Pointing listing
———

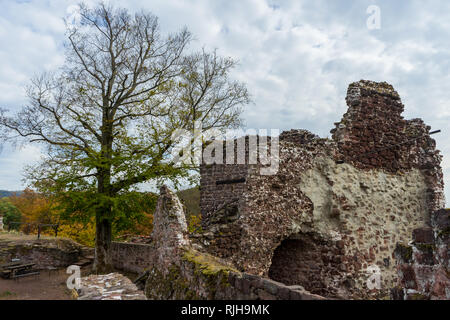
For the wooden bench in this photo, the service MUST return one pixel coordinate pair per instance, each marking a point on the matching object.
(17, 270)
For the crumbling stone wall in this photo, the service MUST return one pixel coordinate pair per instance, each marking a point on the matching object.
(351, 193)
(182, 270)
(45, 253)
(132, 257)
(423, 266)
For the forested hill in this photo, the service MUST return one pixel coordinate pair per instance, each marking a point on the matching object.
(4, 193)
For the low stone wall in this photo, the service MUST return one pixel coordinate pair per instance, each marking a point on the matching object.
(45, 253)
(201, 276)
(132, 257)
(113, 286)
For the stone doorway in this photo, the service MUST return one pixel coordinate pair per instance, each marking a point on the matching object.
(304, 260)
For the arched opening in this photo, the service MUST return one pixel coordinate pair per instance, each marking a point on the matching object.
(304, 260)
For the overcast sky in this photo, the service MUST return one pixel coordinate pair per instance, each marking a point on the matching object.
(296, 56)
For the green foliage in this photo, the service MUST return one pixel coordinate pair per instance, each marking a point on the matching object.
(10, 213)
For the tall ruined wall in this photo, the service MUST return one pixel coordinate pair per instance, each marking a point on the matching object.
(344, 202)
(374, 135)
(424, 265)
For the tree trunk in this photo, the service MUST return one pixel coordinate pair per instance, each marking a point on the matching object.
(103, 260)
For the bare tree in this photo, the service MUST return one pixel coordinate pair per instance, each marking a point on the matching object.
(106, 118)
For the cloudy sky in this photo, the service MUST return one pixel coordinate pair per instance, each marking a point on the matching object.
(296, 56)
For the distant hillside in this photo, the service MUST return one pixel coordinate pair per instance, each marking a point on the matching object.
(191, 199)
(4, 193)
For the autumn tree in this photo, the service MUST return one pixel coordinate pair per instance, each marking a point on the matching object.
(107, 116)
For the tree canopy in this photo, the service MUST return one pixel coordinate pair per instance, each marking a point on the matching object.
(106, 118)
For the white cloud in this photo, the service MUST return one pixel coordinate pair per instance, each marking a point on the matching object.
(297, 57)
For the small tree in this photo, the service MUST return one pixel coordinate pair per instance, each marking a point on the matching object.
(10, 213)
(106, 118)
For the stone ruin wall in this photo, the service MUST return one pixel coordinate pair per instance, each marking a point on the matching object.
(423, 265)
(321, 223)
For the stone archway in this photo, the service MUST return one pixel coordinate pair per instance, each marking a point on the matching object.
(308, 261)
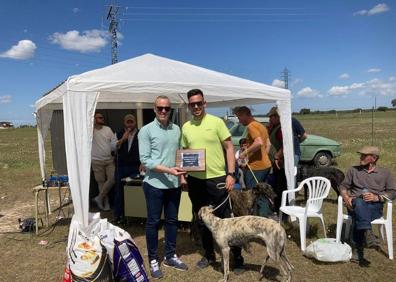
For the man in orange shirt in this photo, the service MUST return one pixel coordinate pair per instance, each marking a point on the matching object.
(257, 150)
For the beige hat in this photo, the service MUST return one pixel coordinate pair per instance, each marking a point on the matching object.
(273, 111)
(129, 117)
(369, 150)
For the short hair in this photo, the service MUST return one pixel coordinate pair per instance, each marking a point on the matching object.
(194, 92)
(242, 110)
(242, 141)
(161, 97)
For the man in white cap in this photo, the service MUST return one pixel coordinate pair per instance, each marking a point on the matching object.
(364, 190)
(103, 144)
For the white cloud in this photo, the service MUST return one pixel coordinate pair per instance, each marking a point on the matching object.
(371, 87)
(23, 50)
(5, 99)
(308, 92)
(378, 9)
(374, 70)
(344, 76)
(278, 83)
(87, 41)
(296, 81)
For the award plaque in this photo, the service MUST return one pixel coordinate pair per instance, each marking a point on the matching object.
(191, 159)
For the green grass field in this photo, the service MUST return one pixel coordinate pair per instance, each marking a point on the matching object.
(23, 259)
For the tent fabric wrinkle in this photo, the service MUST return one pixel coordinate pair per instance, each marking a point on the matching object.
(79, 110)
(134, 84)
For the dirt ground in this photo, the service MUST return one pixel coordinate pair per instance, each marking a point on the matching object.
(23, 258)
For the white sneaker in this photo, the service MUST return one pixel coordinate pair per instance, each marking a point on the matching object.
(99, 202)
(155, 270)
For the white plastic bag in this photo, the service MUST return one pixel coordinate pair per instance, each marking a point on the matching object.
(328, 250)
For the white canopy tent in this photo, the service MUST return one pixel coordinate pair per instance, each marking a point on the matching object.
(134, 84)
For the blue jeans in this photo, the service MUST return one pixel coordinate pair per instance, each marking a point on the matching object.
(363, 213)
(121, 172)
(156, 200)
(262, 206)
(261, 176)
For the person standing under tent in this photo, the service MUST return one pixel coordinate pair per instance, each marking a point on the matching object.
(127, 162)
(102, 160)
(276, 152)
(158, 143)
(205, 131)
(259, 164)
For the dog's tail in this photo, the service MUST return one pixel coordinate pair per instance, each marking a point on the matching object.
(284, 257)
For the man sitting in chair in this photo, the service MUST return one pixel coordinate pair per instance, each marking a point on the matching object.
(364, 190)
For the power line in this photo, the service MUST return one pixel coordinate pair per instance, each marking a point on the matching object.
(218, 14)
(215, 20)
(206, 8)
(113, 25)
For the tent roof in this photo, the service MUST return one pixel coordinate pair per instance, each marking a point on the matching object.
(140, 79)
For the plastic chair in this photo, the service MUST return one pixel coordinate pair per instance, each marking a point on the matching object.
(318, 189)
(382, 222)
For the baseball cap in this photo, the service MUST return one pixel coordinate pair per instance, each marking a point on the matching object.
(129, 117)
(273, 111)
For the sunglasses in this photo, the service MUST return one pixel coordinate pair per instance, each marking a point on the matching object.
(160, 109)
(198, 104)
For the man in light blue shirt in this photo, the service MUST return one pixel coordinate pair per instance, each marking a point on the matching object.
(158, 143)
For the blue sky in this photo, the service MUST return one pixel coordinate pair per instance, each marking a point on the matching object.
(341, 54)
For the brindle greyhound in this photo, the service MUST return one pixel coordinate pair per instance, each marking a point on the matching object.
(240, 231)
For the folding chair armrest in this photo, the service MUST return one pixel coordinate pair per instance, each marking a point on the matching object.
(284, 195)
(311, 200)
(389, 207)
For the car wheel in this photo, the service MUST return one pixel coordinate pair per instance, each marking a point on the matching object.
(322, 159)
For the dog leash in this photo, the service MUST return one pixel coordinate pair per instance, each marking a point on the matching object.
(251, 171)
(222, 186)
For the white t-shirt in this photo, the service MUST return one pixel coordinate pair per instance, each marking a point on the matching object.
(103, 142)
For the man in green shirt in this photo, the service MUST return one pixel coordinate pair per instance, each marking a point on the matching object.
(205, 131)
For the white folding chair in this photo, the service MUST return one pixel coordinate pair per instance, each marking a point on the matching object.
(382, 222)
(318, 189)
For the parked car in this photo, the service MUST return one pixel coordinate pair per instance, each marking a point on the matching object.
(320, 151)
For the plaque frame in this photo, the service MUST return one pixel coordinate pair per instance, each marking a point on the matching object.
(196, 156)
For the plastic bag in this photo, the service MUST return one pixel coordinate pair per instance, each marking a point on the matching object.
(100, 250)
(328, 250)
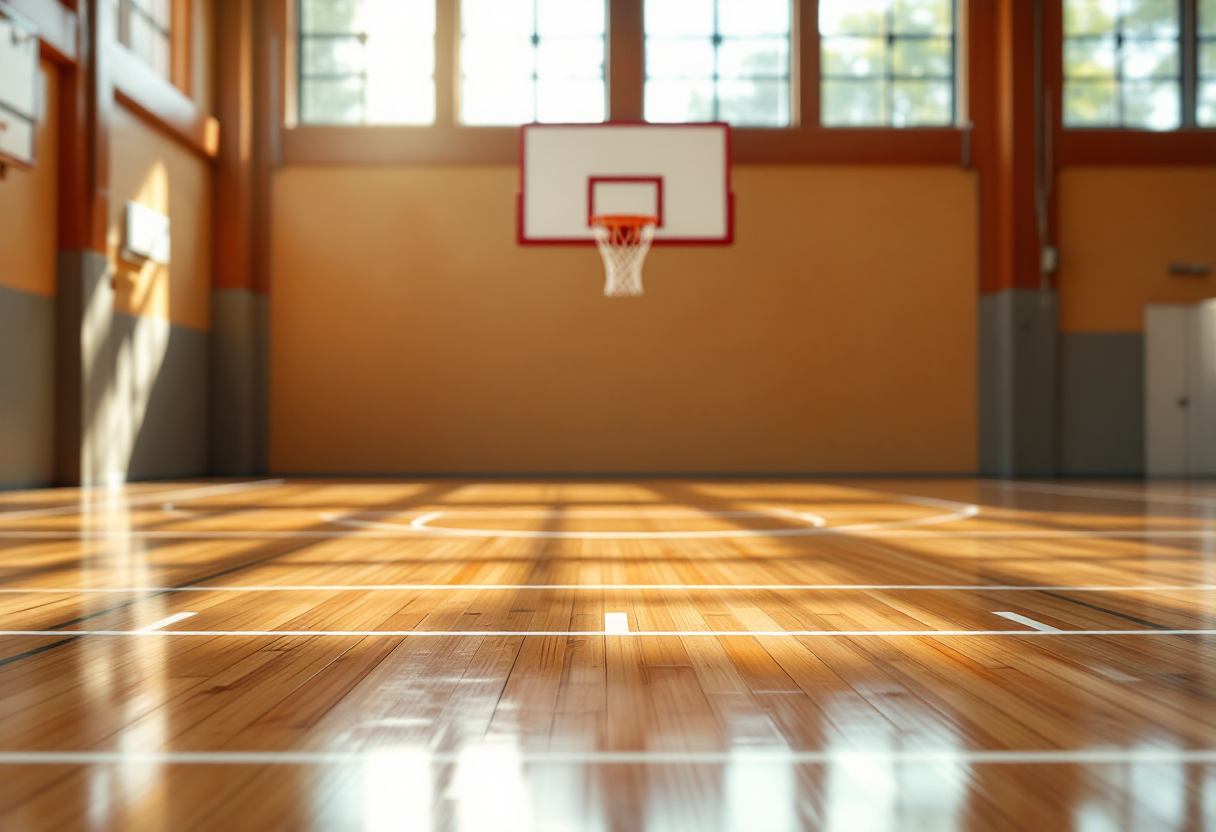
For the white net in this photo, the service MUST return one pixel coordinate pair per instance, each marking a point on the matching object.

———

Rewrite the listing above as a numbered list, omitting blank lines and leaving out the pictures.

EXERCISE RESULT:
1. For the wooden bench in this photo, the service MUST return one pixel coordinate pair per instance, each marking a point on the matching object.
2. (17, 270)
3. For the crumbling stone wall in this photo, the service MUST return one pixel coordinate pair per instance, each marking a point on the matching object.
4. (351, 193)
5. (182, 270)
6. (45, 253)
7. (132, 257)
8. (423, 266)
9. For the forested hill in this photo, the service MUST return one pixel coordinate pair per instance, each marking a point on the matching object.
10. (4, 193)
11. For the low stone wall in this photo, the service MUST return one pixel coordinate pair per instance, each marking a point on the matching object.
12. (45, 253)
13. (201, 276)
14. (132, 257)
15. (113, 286)
16. For the stone doorway in this photo, the service MUST return one pixel coordinate pair per instance, each marking a point on the matching object.
17. (304, 260)
18. For the arched opening in this photo, the service MUST return one pixel coordinate pair per instance, each marking a point on the matching object.
19. (304, 260)
20. For the overcast sky in this photo, the service MUST return one pixel coordinate pair per instance, each marking a point on the matching object.
21. (296, 56)
22. For the green foliage in this photo, the service MUST return one pixel coordinate pair per instance, each marking a point on the matching object.
23. (10, 213)
24. For the tall ruined wall in this photo, the service MUST return one pixel coordinate pair per instance, each marking a point on the matching object.
25. (344, 202)
26. (374, 135)
27. (424, 265)
28. For the tree trunk in this photo, the service MUST return one pixel coordinate pair per instance, each marking a point on the matching object.
29. (103, 260)
30. For the bare tree in this photo, the service MUST return one pixel coordinate pair per instance, each marking a point on the matching object.
31. (106, 118)
32. For the cloudy sky in this photo, the service MUST return one pixel coordinate pair per instance, each marking a point on the matching object.
33. (296, 56)
34. For the distant hillside in this photo, the service MUST return one pixel coordinate pair per instance, each marking a point on the matching object.
35. (191, 199)
36. (4, 193)
37. For the autumn tree in this photo, the service MUST return one pixel coordinate pair per instance, each marking a point on the matching object.
38. (107, 116)
39. For the tree canopy in this photo, the service MUST return one pixel coordinate pair per instance, each marking a point on the matching object.
40. (106, 118)
41. For the white cloud in this photo, the service MUST return one pixel coordinate pair per instance, each marking a point on the matching object.
42. (297, 57)
43. For the small tree in this photo, the service MUST return one pixel coordinate pair per instance, each marking a point on the matching object.
44. (10, 213)
45. (106, 118)
46. For the stone ruin wall in this photo, the service MUST return one pixel coordinate pair per instance, each marking a point on the matching object.
47. (423, 265)
48. (321, 223)
49. For the stone archway in this photo, the service MUST return one pixel coordinate pair per instance, each marking a point on the matching object.
50. (308, 261)
51. For the man in orange shirt in this photo, the service MUST return one pixel coordinate pair per instance, each marking a point on the matching object.
52. (257, 150)
53. For the beige hat in this photo, the service MUST return one pixel coordinate pair per instance, each marking a point on the matching object.
54. (273, 111)
55. (129, 117)
56. (369, 150)
57. For the short hair in this photo, the service MUST return one pixel coordinate pair per instance, each marking a point on the matching object.
58. (194, 92)
59. (242, 110)
60. (242, 141)
61. (161, 97)
62. For the man in white cap in this photo, the service MUST return one pixel coordinate pair per instance, each marking a point on the matching object.
63. (364, 190)
64. (103, 144)
65. For the white cloud in this photo, the service MUST return one pixel coordinate pair per instance, each marking a point on the matching object.
66. (371, 87)
67. (23, 50)
68. (5, 99)
69. (308, 92)
70. (378, 9)
71. (374, 70)
72. (344, 76)
73. (278, 83)
74. (87, 41)
75. (296, 81)
76. For the award plaque in this photo, the service MUST return one pixel coordinate pair per instance, each marking a point on the matching object.
77. (191, 159)
78. For the green grass field in this photo, the service MUST return one pixel coordinate pair per instance, each marking a point on the matching object.
79. (23, 259)
80. For the tent fabric wrinkle in this photo, the service MUST return one pixel coordinate pair per instance, each marking a point on the matching object.
81. (79, 110)
82. (134, 84)
83. For the dirt ground in this photo, the service MUST return one pixel coordinate pair per instance, each marking a point on the matching object.
84. (23, 258)
85. For the white sneaker in this photo, the service MUST return one pixel coordinate pair per instance, each marking a point on the matching object.
86. (99, 202)
87. (155, 270)
88. For the white plastic bag in this photo, the service MUST return one pixel coordinate pair per instance, each marking a point on the matching object.
89. (328, 250)
90. For the white canopy tent in this photo, the service MUST return one pixel coordinate pair per instance, each marking a point on the matching object.
91. (134, 84)
92. For the blue jeans in this photo, the service MUST return one pixel coordinate pair per instance, each marking a point on the matching object.
93. (363, 213)
94. (121, 172)
95. (156, 200)
96. (262, 206)
97. (261, 176)
98. For the person standing under tent in this photo, the service MUST return one pixel coordinate pair per instance, each marking a point on the matching object.
99. (127, 162)
100. (102, 160)
101. (276, 152)
102. (158, 143)
103. (205, 131)
104. (259, 164)
105. For the dog's tail in this photo, the service MUST return one pixel coordinate pair per instance, each marking a point on the matching object.
106. (284, 257)
107. For the man sitting in chair in this photo, the service MUST return one pixel coordinate pair per instance, each marking a point on the matching object.
108. (364, 190)
109. For the power line in this photo, the service MUST return one pixel coordinate pair per instance, each marking a point on the matching object.
110. (218, 14)
111. (215, 20)
112. (206, 8)
113. (113, 25)
114. For the tent roof in this photo, the service MUST return one pixel coordinate pair per instance, each marking a point on the matching object.
115. (140, 79)
116. For the plastic chair in this photo, the service MUST return one pixel coordinate pair per instance, each marking a point on the matching object.
117. (318, 189)
118. (382, 222)
119. For the baseball cap in this photo, the service MUST return one pixel coordinate pair per instance, each marking a point on the matching object.
120. (129, 117)
121. (273, 111)
122. For the sunglasses in this photo, the service MUST return one pixel coordinate pair per instance, each marking a point on the matching object.
123. (160, 109)
124. (198, 104)
125. For the man in light blue shirt in this photo, the service MUST return one pixel coordinate pair per instance, each marking a point on the matching object.
126. (158, 143)
127. For the blue sky in this photo, the service MUST return one pixel coordinate pair per instance, each marking a point on the matching object.
128. (341, 54)
129. For the brindle greyhound in this photo, the service MUST return one pixel coordinate pair per instance, each marking a point on the matching object.
130. (240, 231)
131. For the folding chair armrest in this photo, the service MUST return one pixel coordinate pair per instance, each marking a point on the matching object.
132. (284, 195)
133. (311, 200)
134. (389, 207)
135. For the car wheel in this photo, the service MUST return one pixel coordinate pair per instance, each marking a point on the matching object.
136. (322, 159)
137. For the dog leash in this photo, the service MUST return one pixel coordinate pair per instance, each marking a point on the matching object.
138. (251, 171)
139. (222, 186)
140. For the white t-shirt in this photo, the service MUST return one pixel coordinate pair per instance, each marking a point on the matching object.
141. (103, 142)
142. For the man in green shirt in this photo, the service MUST return one pixel coordinate pair per instance, each marking a point on the matching object.
143. (205, 131)
144. For the white folding chair in this photo, the service MUST return one pixel coordinate pair per instance, each marking a point on the matching object.
145. (382, 222)
146. (318, 189)
147. For the parked car in this photo, the service MUST return one pixel coordinate pair per instance, each marking a point on the matching object.
148. (320, 151)
149. For the plaque frame in this photo, the service MUST return one pixel coordinate pair per instance, each marking a point on the matching object.
150. (196, 156)
151. For the plastic bag in this photo, the service MUST return one pixel coordinate pair per instance, each marking a point on the matching object.
152. (100, 250)
153. (328, 250)
154. For the white net in this photo, the service MUST return one pixel coordinate pair per instance, each marking a point on the matching object.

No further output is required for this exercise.